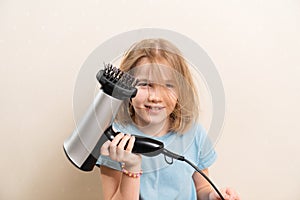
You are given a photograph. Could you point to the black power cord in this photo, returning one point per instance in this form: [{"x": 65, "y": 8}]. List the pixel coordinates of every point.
[{"x": 172, "y": 155}]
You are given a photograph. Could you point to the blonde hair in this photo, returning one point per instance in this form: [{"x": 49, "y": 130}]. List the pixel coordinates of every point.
[{"x": 187, "y": 107}]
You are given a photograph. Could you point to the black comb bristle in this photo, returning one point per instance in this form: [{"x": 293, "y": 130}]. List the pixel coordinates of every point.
[{"x": 117, "y": 83}]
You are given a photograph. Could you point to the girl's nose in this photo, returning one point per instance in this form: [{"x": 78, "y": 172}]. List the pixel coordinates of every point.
[{"x": 154, "y": 94}]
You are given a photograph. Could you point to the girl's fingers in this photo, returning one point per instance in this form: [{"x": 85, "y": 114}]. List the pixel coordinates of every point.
[
  {"x": 104, "y": 149},
  {"x": 123, "y": 142},
  {"x": 113, "y": 146},
  {"x": 130, "y": 144}
]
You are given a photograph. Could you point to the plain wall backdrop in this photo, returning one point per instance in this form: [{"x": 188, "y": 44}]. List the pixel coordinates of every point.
[{"x": 254, "y": 44}]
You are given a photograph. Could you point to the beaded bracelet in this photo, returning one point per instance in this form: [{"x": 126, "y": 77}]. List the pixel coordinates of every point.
[{"x": 131, "y": 174}]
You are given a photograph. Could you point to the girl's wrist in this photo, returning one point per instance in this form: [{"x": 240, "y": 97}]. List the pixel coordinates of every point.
[{"x": 132, "y": 174}]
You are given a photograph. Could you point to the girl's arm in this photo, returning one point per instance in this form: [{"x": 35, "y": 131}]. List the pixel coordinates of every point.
[
  {"x": 116, "y": 184},
  {"x": 206, "y": 192}
]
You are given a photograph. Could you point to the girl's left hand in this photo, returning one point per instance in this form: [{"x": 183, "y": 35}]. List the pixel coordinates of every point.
[{"x": 227, "y": 193}]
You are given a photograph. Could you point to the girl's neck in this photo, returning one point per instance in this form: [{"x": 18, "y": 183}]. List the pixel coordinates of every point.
[{"x": 156, "y": 130}]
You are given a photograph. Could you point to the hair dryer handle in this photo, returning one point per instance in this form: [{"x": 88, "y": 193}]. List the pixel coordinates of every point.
[{"x": 142, "y": 145}]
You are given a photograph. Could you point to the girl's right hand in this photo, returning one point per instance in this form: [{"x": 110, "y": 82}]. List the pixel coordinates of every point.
[{"x": 115, "y": 150}]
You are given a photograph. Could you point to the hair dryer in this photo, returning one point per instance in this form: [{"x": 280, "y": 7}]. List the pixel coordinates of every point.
[{"x": 83, "y": 147}]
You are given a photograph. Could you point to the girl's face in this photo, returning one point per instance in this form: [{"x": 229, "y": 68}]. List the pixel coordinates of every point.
[{"x": 156, "y": 97}]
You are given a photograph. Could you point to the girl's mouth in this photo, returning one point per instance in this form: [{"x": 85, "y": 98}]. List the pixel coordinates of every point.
[{"x": 154, "y": 109}]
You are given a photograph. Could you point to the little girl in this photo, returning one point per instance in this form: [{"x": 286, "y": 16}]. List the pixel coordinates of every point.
[{"x": 166, "y": 109}]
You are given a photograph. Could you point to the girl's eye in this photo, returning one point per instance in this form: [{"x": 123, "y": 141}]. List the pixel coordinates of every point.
[
  {"x": 169, "y": 85},
  {"x": 142, "y": 84}
]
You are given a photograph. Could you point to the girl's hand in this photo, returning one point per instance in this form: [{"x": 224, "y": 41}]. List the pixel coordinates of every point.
[
  {"x": 115, "y": 150},
  {"x": 227, "y": 193}
]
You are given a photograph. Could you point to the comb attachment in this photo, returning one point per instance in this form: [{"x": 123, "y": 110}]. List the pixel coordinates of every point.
[{"x": 117, "y": 83}]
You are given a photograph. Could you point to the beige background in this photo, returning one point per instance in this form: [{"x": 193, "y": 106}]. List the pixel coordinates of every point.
[{"x": 255, "y": 45}]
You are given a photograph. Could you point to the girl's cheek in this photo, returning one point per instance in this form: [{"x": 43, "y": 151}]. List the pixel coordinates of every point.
[{"x": 141, "y": 96}]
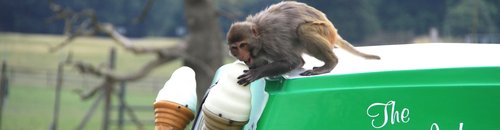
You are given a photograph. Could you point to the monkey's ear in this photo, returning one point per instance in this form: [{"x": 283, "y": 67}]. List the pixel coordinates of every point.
[{"x": 254, "y": 31}]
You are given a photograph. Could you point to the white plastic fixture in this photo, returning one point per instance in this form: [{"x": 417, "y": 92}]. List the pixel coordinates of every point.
[
  {"x": 227, "y": 98},
  {"x": 180, "y": 88}
]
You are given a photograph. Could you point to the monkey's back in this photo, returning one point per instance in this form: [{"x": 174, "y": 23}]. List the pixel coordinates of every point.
[{"x": 278, "y": 23}]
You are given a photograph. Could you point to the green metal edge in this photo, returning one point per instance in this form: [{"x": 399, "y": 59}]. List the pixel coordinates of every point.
[{"x": 340, "y": 101}]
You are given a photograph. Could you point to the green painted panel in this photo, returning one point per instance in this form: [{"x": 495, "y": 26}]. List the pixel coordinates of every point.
[{"x": 435, "y": 99}]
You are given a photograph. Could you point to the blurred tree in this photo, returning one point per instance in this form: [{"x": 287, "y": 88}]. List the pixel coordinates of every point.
[
  {"x": 415, "y": 16},
  {"x": 471, "y": 17}
]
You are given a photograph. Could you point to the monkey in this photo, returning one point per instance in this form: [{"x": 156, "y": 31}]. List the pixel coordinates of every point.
[{"x": 272, "y": 41}]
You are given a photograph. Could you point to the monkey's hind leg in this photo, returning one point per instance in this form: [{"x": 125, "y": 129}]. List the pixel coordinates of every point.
[{"x": 314, "y": 36}]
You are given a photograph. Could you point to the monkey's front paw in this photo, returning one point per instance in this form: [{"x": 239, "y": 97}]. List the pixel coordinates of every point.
[{"x": 248, "y": 77}]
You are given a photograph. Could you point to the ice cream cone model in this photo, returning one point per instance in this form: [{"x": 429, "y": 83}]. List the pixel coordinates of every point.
[
  {"x": 227, "y": 106},
  {"x": 171, "y": 116},
  {"x": 176, "y": 101}
]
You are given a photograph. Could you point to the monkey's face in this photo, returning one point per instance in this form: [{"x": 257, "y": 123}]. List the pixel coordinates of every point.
[
  {"x": 240, "y": 40},
  {"x": 241, "y": 51}
]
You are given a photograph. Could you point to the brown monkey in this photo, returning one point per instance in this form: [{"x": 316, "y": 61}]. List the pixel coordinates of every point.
[{"x": 272, "y": 41}]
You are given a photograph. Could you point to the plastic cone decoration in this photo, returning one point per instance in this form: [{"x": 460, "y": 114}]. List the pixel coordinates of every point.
[
  {"x": 175, "y": 104},
  {"x": 228, "y": 104}
]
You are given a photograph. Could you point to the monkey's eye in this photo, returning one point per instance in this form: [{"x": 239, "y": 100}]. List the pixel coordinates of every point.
[{"x": 243, "y": 45}]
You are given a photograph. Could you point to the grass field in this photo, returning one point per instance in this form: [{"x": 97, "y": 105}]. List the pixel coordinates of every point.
[{"x": 29, "y": 104}]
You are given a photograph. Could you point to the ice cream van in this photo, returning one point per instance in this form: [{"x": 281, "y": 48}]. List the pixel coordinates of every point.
[{"x": 428, "y": 86}]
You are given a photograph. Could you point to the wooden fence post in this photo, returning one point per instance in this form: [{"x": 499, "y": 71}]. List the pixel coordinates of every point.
[
  {"x": 108, "y": 90},
  {"x": 59, "y": 82},
  {"x": 121, "y": 107},
  {"x": 4, "y": 88}
]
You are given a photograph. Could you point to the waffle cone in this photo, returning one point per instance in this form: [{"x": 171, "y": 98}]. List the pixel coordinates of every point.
[{"x": 171, "y": 115}]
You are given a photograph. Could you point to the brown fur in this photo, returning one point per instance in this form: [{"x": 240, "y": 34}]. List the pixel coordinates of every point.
[{"x": 272, "y": 41}]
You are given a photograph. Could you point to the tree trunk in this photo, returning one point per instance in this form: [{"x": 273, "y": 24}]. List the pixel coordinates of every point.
[{"x": 204, "y": 40}]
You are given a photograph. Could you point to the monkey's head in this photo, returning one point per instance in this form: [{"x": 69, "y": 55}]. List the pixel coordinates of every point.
[{"x": 242, "y": 40}]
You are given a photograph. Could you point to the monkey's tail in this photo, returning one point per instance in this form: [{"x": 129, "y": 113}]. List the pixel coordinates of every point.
[{"x": 348, "y": 47}]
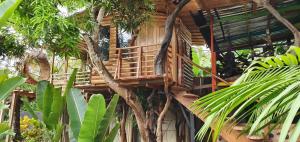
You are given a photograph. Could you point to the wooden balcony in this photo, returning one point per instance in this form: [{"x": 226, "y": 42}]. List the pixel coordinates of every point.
[{"x": 134, "y": 66}]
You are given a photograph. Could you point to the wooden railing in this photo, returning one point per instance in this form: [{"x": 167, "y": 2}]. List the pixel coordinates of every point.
[
  {"x": 136, "y": 62},
  {"x": 82, "y": 78}
]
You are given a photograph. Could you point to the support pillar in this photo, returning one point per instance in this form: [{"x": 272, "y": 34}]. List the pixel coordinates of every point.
[{"x": 213, "y": 55}]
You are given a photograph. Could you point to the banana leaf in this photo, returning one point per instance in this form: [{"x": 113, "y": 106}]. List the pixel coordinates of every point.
[
  {"x": 92, "y": 118},
  {"x": 109, "y": 115},
  {"x": 7, "y": 86},
  {"x": 76, "y": 106}
]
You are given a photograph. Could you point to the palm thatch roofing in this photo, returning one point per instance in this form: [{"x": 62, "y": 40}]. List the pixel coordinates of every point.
[{"x": 241, "y": 24}]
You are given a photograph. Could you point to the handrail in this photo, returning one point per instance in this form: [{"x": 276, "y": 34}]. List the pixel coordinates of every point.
[
  {"x": 196, "y": 65},
  {"x": 134, "y": 47}
]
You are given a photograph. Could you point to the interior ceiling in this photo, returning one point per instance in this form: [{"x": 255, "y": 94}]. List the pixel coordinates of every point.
[
  {"x": 196, "y": 5},
  {"x": 240, "y": 24}
]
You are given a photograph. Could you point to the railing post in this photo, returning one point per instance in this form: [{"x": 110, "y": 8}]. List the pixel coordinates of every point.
[
  {"x": 139, "y": 66},
  {"x": 213, "y": 55},
  {"x": 120, "y": 63},
  {"x": 179, "y": 70}
]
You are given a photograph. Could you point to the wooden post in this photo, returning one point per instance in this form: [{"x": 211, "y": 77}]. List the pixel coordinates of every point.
[
  {"x": 2, "y": 112},
  {"x": 139, "y": 67},
  {"x": 52, "y": 67},
  {"x": 14, "y": 100},
  {"x": 213, "y": 55}
]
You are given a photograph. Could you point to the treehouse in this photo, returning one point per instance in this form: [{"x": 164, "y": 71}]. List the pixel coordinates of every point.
[{"x": 133, "y": 65}]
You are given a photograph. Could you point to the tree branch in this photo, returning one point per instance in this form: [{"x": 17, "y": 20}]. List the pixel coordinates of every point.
[{"x": 161, "y": 57}]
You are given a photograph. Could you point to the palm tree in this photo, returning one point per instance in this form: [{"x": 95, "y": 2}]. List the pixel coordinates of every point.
[{"x": 267, "y": 95}]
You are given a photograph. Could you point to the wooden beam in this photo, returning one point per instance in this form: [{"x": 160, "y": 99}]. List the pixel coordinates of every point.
[{"x": 229, "y": 134}]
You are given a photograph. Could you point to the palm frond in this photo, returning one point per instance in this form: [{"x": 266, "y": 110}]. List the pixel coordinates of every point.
[{"x": 266, "y": 95}]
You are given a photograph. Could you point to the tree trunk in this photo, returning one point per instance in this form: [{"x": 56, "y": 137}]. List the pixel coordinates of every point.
[
  {"x": 161, "y": 57},
  {"x": 151, "y": 117},
  {"x": 159, "y": 133},
  {"x": 44, "y": 65},
  {"x": 16, "y": 119},
  {"x": 276, "y": 14},
  {"x": 123, "y": 123}
]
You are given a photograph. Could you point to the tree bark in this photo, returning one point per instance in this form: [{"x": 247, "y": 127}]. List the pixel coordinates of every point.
[
  {"x": 276, "y": 14},
  {"x": 159, "y": 133},
  {"x": 127, "y": 94},
  {"x": 44, "y": 65},
  {"x": 16, "y": 119},
  {"x": 123, "y": 123},
  {"x": 161, "y": 57},
  {"x": 151, "y": 117}
]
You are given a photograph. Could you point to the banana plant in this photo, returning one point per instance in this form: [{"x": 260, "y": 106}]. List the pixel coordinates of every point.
[
  {"x": 267, "y": 95},
  {"x": 51, "y": 101},
  {"x": 7, "y": 8},
  {"x": 90, "y": 122}
]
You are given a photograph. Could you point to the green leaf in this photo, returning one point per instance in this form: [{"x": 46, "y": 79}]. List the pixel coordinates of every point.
[
  {"x": 104, "y": 125},
  {"x": 76, "y": 106},
  {"x": 296, "y": 133},
  {"x": 112, "y": 134},
  {"x": 7, "y": 8},
  {"x": 58, "y": 132},
  {"x": 28, "y": 108},
  {"x": 290, "y": 117},
  {"x": 40, "y": 91},
  {"x": 47, "y": 103},
  {"x": 5, "y": 130},
  {"x": 7, "y": 86},
  {"x": 92, "y": 118},
  {"x": 70, "y": 82}
]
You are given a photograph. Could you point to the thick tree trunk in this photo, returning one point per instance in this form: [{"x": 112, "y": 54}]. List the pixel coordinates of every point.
[
  {"x": 159, "y": 133},
  {"x": 44, "y": 65},
  {"x": 16, "y": 119},
  {"x": 161, "y": 57},
  {"x": 123, "y": 123},
  {"x": 151, "y": 117},
  {"x": 276, "y": 14}
]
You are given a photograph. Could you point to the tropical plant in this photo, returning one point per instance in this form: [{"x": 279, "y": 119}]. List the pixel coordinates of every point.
[
  {"x": 266, "y": 95},
  {"x": 7, "y": 85},
  {"x": 7, "y": 8},
  {"x": 51, "y": 102},
  {"x": 32, "y": 130},
  {"x": 90, "y": 122}
]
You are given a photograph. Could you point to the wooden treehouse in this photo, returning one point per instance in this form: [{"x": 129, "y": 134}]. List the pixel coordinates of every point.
[
  {"x": 225, "y": 26},
  {"x": 134, "y": 65}
]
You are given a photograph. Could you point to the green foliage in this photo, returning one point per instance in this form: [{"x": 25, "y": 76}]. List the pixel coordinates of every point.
[
  {"x": 32, "y": 130},
  {"x": 91, "y": 122},
  {"x": 266, "y": 95},
  {"x": 92, "y": 118},
  {"x": 76, "y": 105},
  {"x": 7, "y": 8},
  {"x": 42, "y": 25},
  {"x": 202, "y": 59},
  {"x": 129, "y": 14},
  {"x": 9, "y": 85},
  {"x": 10, "y": 46},
  {"x": 5, "y": 130},
  {"x": 50, "y": 102}
]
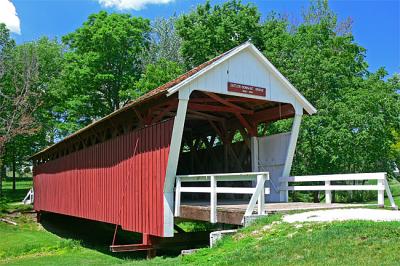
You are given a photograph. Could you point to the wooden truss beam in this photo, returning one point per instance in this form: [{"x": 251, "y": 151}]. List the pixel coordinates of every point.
[
  {"x": 229, "y": 104},
  {"x": 215, "y": 108}
]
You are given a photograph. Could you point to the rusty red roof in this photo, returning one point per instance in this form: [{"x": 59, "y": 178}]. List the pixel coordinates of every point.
[{"x": 161, "y": 90}]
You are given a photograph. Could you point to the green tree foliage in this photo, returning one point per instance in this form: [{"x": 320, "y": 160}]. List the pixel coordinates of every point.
[
  {"x": 357, "y": 110},
  {"x": 156, "y": 75},
  {"x": 102, "y": 63},
  {"x": 164, "y": 42},
  {"x": 209, "y": 31},
  {"x": 27, "y": 102}
]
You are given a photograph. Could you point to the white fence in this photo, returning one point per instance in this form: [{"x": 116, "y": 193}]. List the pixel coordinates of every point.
[
  {"x": 381, "y": 185},
  {"x": 29, "y": 197},
  {"x": 258, "y": 192}
]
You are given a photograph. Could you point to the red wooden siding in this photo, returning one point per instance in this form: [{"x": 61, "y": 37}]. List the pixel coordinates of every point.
[{"x": 108, "y": 182}]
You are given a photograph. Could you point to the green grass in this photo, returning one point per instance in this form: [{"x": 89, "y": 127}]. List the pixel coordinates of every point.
[
  {"x": 11, "y": 200},
  {"x": 268, "y": 242},
  {"x": 339, "y": 243}
]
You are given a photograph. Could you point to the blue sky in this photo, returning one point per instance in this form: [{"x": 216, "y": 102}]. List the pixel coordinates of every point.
[{"x": 376, "y": 24}]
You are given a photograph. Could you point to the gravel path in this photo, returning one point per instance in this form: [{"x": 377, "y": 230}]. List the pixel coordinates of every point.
[{"x": 343, "y": 215}]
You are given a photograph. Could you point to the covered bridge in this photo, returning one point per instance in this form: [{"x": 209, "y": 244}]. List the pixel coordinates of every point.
[{"x": 122, "y": 168}]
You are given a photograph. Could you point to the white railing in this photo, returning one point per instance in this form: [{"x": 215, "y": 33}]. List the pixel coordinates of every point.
[
  {"x": 258, "y": 192},
  {"x": 29, "y": 197},
  {"x": 381, "y": 185}
]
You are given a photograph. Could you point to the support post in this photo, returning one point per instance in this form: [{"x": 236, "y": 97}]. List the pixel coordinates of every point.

Your objective: Reproduce the lines of the entries above exactly, but only from the line containing "the white railing" through the final line.

Written response:
You are given a photograph. Could you point to the white railing in this photo, returning one point per instance in this form: [{"x": 215, "y": 33}]. List the pixel coordinates of every point.
[
  {"x": 258, "y": 192},
  {"x": 29, "y": 197},
  {"x": 381, "y": 185}
]
You are given a photograph. Could you point to the support post in this photo, returning one point per instance in this form: [{"x": 236, "y": 97}]. List the pixel coordinates of every point.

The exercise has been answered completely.